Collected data
-*-*-

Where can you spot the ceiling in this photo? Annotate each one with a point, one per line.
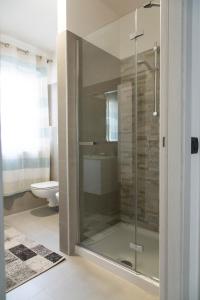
(31, 21)
(123, 7)
(35, 21)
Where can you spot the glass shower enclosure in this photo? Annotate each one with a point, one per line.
(118, 133)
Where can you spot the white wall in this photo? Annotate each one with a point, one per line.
(114, 37)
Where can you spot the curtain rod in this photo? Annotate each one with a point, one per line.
(26, 52)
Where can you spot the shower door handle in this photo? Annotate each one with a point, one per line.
(92, 143)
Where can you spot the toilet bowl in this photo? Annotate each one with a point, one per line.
(46, 190)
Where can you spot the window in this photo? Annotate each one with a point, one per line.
(111, 116)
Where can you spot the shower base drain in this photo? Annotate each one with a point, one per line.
(126, 263)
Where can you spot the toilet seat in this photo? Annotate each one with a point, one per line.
(45, 185)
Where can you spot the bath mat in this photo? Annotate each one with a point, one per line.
(25, 259)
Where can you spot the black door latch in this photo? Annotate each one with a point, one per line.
(194, 145)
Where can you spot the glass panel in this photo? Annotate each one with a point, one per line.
(107, 139)
(148, 22)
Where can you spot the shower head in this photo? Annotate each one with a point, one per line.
(151, 4)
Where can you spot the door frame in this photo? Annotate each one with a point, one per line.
(175, 157)
(2, 257)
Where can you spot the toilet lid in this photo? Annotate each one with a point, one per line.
(45, 185)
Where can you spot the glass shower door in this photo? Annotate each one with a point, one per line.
(107, 141)
(118, 121)
(147, 103)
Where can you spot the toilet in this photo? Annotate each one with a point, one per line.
(46, 190)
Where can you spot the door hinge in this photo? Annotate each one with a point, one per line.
(137, 248)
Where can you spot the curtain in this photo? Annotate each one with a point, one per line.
(24, 120)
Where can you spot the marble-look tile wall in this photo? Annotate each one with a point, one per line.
(139, 171)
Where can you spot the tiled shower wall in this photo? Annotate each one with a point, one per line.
(141, 130)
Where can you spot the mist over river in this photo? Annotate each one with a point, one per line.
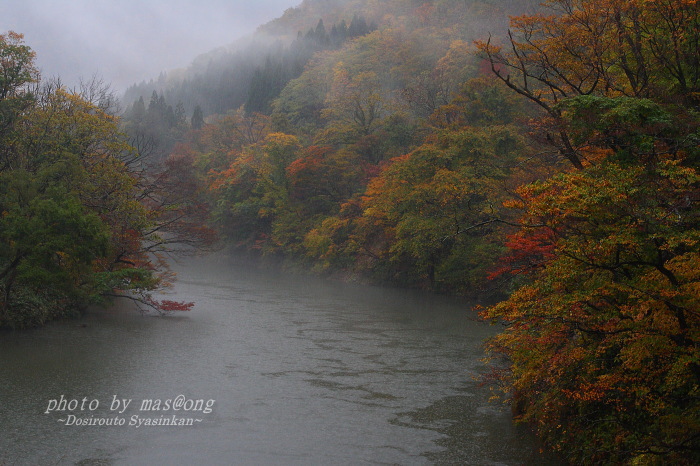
(267, 369)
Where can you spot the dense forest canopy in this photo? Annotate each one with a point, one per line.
(549, 160)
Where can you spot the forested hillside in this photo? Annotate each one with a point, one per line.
(555, 162)
(81, 221)
(549, 160)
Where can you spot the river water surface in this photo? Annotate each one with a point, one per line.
(295, 370)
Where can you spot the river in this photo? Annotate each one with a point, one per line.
(269, 369)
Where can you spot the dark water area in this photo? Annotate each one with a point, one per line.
(269, 369)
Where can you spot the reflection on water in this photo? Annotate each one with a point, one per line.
(302, 371)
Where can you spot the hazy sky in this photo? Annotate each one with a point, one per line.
(127, 41)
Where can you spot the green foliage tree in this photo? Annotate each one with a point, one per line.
(602, 341)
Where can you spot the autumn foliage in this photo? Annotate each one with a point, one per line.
(554, 165)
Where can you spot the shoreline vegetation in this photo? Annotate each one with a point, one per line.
(552, 158)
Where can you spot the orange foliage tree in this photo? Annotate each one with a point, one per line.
(603, 341)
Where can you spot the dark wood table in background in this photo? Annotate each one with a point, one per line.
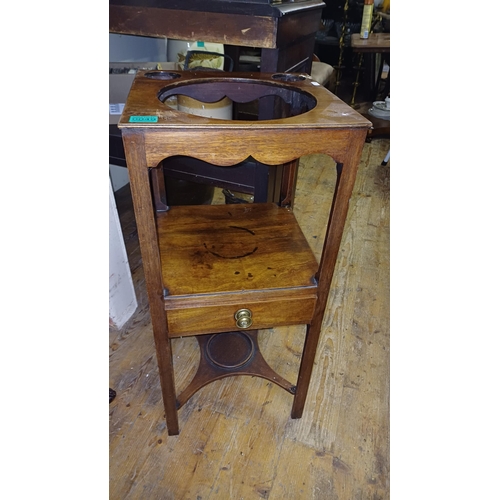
(376, 43)
(284, 32)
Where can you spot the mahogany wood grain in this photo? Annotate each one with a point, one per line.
(203, 263)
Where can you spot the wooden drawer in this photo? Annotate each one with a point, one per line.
(216, 318)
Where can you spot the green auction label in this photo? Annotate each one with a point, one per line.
(143, 119)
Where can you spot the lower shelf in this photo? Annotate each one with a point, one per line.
(218, 259)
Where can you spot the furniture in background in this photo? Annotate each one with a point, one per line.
(284, 32)
(221, 273)
(376, 43)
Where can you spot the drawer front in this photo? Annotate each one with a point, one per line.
(221, 318)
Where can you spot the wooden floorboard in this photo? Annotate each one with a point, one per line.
(237, 440)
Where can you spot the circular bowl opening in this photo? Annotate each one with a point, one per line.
(162, 75)
(257, 100)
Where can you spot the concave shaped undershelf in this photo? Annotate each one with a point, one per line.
(217, 259)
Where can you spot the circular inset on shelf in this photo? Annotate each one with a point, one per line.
(287, 77)
(230, 349)
(162, 75)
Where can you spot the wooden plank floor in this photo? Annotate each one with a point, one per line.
(237, 440)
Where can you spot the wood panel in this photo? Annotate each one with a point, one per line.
(244, 30)
(237, 439)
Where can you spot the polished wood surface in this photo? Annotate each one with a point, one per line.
(237, 438)
(310, 120)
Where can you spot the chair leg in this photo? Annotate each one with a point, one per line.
(386, 159)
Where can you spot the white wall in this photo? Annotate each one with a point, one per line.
(131, 48)
(122, 298)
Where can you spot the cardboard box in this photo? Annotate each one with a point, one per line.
(121, 76)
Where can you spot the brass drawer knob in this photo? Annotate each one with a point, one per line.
(243, 318)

-*-*-

* [Activity]:
Once the images are removed, print the remaining data exactly as it appears above.

* [Task result]:
Where can you spot the ceiling in this photo? Annotate each one with a point, one per line.
(31, 21)
(123, 7)
(35, 21)
Where can you spot the glass shower enclosure in this photo? Annotate each one with a point, one per line.
(118, 133)
Where can you spot the white wall in this photo? Annotate each one with a point, one per line.
(114, 37)
Where can you spot the curtain rod in this photo? Annotate each one with a point, one per line.
(26, 52)
Where can you spot the shower door handle in this photo? Annotate each one with a point, one per line.
(92, 143)
Where can you spot the toilet bowl in this photo? Annotate each one with a point, one per line.
(46, 190)
Where can you spot the window in this photo? Annotate each one with a point, one per line.
(111, 116)
Where can you spot the shower base drain in this photo? Annotate each one with a point, one per line.
(126, 263)
Where can you spot the toilet seat in this photo? Annotate each one with a point, one per line.
(45, 185)
Where can you spot the bath mat in this photo? Annotate each one with a point, one per line.
(25, 259)
Where can you spot the black door latch in this photo? Annotate each one with a point, one per line.
(194, 145)
Where can you spot the glass panel in this photo? Annotate each one with a point, one per line.
(107, 139)
(148, 22)
Where can you spot the shower head in this photo? Annotate each one with a point, one per line.
(151, 4)
Where can you spot the door frame in this photo? Annotate each one with a point, one per line.
(175, 157)
(2, 257)
Where can you spot the toilet lid in this photo? Annotate each one with a point, one per line.
(45, 185)
Where can you spot the glass shower door in this photo? Annotate each one with a point, one per line.
(107, 141)
(118, 121)
(147, 103)
Where can you spot the toilet in this photo? Annotate each one with a point, one per line.
(46, 190)
Where can you spot the door hinge in this photo? Annotate each one with a point, one per line.
(137, 248)
Where can you spot the curtain in this photo? Annotate each one with a point, one per line.
(24, 120)
Where can you spot the marble-look tile wall in this photo? Annotate each one with a point, one per line.
(139, 171)
Where can you spot the tiled shower wall in this photo? Annotate each one with a point, one per line.
(141, 130)
Where can you spot the mist over river in this photo? Annotate each one with a point, one per line.
(267, 369)
Where can you spot the dense forest canopy in this photo? Annotate each one with a point, one per line.
(549, 160)
Where can you spot the forested hillside in this photo? Annotate each one with a point, one per line.
(555, 162)
(81, 221)
(549, 160)
Where can you spot the river water surface in this photo? Annotate each one with a point, one per line.
(295, 370)
Where can you spot the river in this photo? Annotate each one with a point, one per line.
(269, 369)
Where can you spot the dark water area in this photo? Annotate each one with a point, one per line.
(269, 369)
Where can you spot the reflection on water in this photo? Annotate each one with a point, one per line.
(302, 371)
Where can you spot the hazy sky in this photo? Annotate each one with a point, one per line.
(127, 41)
Where can you spot the green foliage tree in this photo? Annotate each one with a point, one per line.
(602, 341)
Where can you spot the autumn foliage in this photo? Annotate each one with a point, one per line.
(554, 165)
Where can you spot the shoreline vegetation in this photo? Annotate each one with a point, one per line.
(552, 158)
Where can you spot the orange foliage tree in this photo? Annotate each one with a point, one per line.
(603, 341)
Where can you spot the dark wood table in background in this photo? Annotate each one with a point, one per line.
(376, 43)
(284, 32)
Where can you spot the mahogany wood grain in this photo? Annotate each one with a point, one per line.
(203, 263)
Where can you spot the wooden drawer in this photo? Annotate each one with a point, one per line.
(216, 318)
Where can you spot the green auction label in this photo? Annotate each one with a point, one per line.
(143, 119)
Where can you spot the lower shelf in this photo? Annotate each one with a point, one per line.
(218, 259)
Where can you spot the furniture in background in this photo? Annotate each one with a point, one per line.
(284, 32)
(221, 273)
(376, 43)
Where can you spot the drawer front in this photo? Annotate each one with a point, one per line.
(221, 318)
Where can you spot the wooden floorboard in this photo? Annotate each one with a point, one per line.
(237, 440)
Where can you spot the circular bowl opening in this photo? Annotate each one with a point, one per line.
(162, 75)
(257, 100)
Where can you spot the concave shaped undershelf in this photo? Annotate each one with a point, one per line.
(217, 259)
Where can you spot the circular inset on shelf in this photo? Annotate each one with a point, one per line.
(287, 77)
(230, 349)
(162, 75)
Where can you spot the wooden plank floor in this photo? Annotate each one with a point, one per line.
(237, 440)
Where can you spot the wood panel in this photo? Annotate each one with a point, one per line.
(244, 30)
(237, 439)
Where can you spot the polished wood surface in this photo? Annotate each one with a point, one per line.
(237, 438)
(310, 120)
Where can you spot the chair leg in this photo? Annotate each one with a point, one per line.
(386, 159)
Where can you spot the white wall in this photo? Annotate each one with a point, one per line.
(131, 48)
(122, 298)
Where can you spot the cardboard box in this photo? Annotate each one with a point, one per line.
(121, 76)
Where can you spot the brass drawer knob in this photo? Annotate each one with a point, one per line.
(243, 318)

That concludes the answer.